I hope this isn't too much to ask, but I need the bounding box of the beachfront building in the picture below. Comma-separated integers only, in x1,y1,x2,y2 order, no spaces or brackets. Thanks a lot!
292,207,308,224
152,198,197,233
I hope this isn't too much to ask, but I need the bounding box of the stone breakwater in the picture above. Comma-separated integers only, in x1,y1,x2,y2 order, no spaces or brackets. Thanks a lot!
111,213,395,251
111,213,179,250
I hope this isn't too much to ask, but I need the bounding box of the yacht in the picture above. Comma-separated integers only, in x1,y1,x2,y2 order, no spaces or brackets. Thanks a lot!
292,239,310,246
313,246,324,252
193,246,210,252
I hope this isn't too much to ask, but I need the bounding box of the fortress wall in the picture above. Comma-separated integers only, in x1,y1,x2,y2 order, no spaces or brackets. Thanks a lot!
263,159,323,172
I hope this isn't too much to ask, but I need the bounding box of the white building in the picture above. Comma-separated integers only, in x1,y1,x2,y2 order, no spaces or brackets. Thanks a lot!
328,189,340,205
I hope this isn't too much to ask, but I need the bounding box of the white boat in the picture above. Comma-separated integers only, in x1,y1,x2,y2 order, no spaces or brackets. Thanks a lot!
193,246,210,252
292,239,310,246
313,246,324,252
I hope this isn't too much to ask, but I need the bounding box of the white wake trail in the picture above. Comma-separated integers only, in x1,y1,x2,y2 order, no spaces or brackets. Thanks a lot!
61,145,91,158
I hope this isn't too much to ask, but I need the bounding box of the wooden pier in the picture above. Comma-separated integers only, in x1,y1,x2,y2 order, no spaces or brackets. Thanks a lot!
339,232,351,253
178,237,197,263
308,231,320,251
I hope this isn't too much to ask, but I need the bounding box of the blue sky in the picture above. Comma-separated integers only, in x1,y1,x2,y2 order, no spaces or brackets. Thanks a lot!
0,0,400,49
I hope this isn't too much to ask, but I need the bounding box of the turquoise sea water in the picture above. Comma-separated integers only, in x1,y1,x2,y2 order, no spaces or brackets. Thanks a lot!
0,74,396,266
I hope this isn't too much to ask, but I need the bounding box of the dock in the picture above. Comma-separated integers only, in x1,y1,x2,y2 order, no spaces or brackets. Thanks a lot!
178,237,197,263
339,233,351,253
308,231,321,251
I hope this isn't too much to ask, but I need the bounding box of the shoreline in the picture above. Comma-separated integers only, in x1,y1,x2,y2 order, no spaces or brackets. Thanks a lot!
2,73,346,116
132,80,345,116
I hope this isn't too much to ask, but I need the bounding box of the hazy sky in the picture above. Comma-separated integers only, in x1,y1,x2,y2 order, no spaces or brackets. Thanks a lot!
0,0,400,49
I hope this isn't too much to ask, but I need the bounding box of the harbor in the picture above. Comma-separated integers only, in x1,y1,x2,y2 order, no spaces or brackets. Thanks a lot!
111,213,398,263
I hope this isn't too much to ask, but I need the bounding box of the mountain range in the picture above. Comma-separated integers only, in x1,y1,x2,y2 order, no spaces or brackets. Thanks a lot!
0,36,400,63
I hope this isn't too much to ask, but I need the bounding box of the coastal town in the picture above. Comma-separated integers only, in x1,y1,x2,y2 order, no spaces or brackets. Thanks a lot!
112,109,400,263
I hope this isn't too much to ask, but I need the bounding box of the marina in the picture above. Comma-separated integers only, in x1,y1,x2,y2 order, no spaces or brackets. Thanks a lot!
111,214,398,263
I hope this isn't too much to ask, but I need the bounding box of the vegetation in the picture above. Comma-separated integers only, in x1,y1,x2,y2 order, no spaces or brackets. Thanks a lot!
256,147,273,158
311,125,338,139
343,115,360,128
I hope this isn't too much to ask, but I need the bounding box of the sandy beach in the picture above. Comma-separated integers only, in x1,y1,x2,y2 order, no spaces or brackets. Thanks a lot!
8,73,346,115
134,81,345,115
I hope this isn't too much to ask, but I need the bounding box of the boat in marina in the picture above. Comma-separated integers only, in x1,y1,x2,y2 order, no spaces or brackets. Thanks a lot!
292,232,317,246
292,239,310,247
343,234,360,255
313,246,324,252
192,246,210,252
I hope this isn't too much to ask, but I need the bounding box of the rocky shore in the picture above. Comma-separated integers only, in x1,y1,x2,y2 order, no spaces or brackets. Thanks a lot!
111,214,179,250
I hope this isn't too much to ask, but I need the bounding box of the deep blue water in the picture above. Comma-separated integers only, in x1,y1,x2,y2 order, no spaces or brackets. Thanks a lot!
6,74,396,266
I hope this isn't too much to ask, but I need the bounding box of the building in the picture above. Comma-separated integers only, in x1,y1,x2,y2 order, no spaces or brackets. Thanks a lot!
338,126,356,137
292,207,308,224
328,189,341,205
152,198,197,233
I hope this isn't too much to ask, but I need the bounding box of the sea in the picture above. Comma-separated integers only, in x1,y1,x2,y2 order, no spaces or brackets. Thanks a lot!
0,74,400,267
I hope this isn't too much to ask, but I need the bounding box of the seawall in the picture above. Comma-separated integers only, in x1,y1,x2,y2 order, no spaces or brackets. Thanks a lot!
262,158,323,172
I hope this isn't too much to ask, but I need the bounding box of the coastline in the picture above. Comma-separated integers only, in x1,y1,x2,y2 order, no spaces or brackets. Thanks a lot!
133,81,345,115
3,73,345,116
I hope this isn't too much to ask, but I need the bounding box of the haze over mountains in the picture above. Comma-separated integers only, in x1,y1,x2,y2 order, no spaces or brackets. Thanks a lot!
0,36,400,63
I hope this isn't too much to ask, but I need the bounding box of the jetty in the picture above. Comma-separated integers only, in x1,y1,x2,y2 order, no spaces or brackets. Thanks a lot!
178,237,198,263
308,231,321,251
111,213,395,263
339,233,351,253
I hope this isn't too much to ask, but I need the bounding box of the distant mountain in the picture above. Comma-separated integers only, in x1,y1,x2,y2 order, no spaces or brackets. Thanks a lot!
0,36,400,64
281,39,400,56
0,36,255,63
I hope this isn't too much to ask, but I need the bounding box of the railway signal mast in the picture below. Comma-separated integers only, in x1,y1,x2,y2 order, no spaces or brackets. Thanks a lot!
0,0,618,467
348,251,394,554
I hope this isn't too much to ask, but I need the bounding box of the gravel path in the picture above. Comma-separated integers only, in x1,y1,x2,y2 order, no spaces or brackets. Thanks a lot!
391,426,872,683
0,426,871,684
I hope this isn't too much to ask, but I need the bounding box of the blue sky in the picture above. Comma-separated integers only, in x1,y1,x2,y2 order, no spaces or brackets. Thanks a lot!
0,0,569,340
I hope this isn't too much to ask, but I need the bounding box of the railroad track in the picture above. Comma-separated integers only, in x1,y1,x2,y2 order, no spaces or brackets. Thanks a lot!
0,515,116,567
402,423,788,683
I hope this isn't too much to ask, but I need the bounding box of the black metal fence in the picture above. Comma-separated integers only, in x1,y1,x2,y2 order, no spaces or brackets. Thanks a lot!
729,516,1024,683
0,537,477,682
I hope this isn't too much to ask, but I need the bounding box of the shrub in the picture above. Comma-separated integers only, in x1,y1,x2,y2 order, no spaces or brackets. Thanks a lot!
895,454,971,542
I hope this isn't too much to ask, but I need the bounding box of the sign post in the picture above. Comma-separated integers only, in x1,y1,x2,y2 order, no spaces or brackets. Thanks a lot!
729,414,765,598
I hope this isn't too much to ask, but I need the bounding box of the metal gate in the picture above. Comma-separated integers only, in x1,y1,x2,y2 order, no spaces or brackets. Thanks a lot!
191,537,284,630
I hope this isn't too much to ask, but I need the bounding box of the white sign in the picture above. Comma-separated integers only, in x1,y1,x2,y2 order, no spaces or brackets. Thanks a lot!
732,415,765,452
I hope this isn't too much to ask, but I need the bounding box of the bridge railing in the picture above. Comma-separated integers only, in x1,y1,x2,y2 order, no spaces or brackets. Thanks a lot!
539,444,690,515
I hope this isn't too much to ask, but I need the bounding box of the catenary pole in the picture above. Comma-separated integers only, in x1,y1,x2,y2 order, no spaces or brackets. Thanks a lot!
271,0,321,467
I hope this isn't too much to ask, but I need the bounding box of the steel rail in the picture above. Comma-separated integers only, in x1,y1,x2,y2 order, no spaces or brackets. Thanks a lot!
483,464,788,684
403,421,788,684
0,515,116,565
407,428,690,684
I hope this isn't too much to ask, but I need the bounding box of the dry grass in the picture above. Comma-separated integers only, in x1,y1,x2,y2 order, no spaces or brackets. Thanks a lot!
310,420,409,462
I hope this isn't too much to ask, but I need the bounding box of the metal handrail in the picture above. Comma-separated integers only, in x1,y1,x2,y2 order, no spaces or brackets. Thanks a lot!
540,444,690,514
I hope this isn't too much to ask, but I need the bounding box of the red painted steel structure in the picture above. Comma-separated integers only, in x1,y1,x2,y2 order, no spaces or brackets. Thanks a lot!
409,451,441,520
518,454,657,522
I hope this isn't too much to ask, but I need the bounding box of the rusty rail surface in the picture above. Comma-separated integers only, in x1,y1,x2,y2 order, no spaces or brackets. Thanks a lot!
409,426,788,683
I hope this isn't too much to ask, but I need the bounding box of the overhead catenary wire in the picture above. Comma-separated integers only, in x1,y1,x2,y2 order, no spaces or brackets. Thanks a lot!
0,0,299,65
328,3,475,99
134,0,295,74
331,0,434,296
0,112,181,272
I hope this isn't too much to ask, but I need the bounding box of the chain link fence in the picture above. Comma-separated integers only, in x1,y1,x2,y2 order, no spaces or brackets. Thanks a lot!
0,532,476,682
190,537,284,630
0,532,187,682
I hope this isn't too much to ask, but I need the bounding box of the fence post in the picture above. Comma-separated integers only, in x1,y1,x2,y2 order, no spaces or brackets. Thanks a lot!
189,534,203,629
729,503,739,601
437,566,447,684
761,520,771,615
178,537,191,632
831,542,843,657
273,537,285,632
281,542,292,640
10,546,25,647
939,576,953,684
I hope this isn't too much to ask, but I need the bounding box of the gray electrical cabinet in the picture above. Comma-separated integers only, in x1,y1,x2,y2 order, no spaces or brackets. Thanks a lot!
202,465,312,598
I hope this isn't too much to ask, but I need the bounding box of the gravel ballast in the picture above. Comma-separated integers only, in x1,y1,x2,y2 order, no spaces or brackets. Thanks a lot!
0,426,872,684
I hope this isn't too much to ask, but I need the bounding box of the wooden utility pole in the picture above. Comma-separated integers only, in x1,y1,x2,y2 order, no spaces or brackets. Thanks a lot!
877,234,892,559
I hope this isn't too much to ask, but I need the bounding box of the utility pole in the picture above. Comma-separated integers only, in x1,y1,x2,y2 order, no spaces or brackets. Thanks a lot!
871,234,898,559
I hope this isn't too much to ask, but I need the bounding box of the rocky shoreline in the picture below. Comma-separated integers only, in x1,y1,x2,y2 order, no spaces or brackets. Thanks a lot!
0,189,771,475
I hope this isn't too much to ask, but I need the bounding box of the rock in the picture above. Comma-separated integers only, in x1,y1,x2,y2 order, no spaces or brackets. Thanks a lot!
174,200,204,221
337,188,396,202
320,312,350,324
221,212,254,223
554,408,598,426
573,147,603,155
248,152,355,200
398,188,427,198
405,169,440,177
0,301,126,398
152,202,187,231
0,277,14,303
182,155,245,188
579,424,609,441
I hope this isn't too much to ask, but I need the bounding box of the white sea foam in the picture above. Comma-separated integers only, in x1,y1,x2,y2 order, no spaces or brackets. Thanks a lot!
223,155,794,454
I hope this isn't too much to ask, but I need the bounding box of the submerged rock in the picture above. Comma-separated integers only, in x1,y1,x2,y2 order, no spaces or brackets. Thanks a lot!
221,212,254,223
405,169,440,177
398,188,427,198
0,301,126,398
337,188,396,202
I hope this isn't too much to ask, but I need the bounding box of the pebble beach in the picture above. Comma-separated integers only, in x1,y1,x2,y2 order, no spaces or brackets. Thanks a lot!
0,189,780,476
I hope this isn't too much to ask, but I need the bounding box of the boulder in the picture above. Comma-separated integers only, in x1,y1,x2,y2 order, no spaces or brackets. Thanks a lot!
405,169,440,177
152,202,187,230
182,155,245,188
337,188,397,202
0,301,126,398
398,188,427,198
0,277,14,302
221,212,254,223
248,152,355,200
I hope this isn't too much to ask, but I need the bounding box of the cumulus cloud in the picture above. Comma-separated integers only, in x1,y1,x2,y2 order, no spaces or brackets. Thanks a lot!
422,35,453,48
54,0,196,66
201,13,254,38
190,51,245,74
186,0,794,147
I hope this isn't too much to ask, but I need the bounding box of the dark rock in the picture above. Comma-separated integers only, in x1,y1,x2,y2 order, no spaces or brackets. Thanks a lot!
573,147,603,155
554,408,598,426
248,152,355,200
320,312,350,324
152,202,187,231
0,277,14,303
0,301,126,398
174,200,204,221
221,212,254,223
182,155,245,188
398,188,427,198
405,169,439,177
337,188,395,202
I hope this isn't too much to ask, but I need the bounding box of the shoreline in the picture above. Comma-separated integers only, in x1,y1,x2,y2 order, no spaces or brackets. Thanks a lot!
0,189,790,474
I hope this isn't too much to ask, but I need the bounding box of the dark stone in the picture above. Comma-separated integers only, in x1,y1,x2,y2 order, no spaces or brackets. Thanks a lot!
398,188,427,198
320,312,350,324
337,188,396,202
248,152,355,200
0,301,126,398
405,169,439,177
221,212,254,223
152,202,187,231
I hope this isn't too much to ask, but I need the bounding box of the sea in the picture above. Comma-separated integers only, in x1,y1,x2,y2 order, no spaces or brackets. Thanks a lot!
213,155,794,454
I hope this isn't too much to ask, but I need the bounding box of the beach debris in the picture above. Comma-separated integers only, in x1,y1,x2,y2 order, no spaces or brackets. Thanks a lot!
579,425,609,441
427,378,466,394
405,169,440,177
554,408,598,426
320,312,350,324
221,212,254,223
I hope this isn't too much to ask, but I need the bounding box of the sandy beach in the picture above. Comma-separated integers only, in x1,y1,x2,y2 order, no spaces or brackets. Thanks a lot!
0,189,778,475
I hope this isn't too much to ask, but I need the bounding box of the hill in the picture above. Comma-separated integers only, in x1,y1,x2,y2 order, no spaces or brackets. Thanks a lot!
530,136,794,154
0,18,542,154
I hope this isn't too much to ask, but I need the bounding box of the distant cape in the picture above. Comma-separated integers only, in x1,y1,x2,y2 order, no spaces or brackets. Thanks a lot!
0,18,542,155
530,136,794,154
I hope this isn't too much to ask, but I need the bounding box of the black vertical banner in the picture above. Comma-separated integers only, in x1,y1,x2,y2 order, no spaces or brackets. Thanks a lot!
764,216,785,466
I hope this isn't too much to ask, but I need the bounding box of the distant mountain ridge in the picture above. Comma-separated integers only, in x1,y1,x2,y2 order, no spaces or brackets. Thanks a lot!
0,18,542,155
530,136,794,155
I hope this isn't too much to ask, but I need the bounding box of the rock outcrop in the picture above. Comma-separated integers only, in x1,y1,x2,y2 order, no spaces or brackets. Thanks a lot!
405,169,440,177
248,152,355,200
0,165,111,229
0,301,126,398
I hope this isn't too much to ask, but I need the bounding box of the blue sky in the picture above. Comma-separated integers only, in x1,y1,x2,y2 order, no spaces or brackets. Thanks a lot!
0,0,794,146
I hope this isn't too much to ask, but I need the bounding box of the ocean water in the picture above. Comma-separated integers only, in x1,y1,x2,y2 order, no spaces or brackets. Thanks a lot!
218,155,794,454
-*-
▸ **할 일**
위 데이터에서 "of the sign"이 들어 있는 줄부터 "191,537,284,630"가 들어 있는 줄까지 양 끝 줄을 포함해 한 글자도 바꾸지 말고 그대로 옮겨 적으세요.

▸ **작업 답변**
I hope this isn't too much to ask, but I need the bounding box of the sign post in the picture above. Comma-separated integers only, in x1,y1,x2,y2 order, no spaces or brackets. Thanks a lot!
729,414,765,598
I hope this isn't too much to ask, but I need the bounding box of the metal gate in the picture above. Comma-separated integers only, in x1,y1,x2,y2 order, no spaces or brackets. Thanks a lot!
191,537,284,630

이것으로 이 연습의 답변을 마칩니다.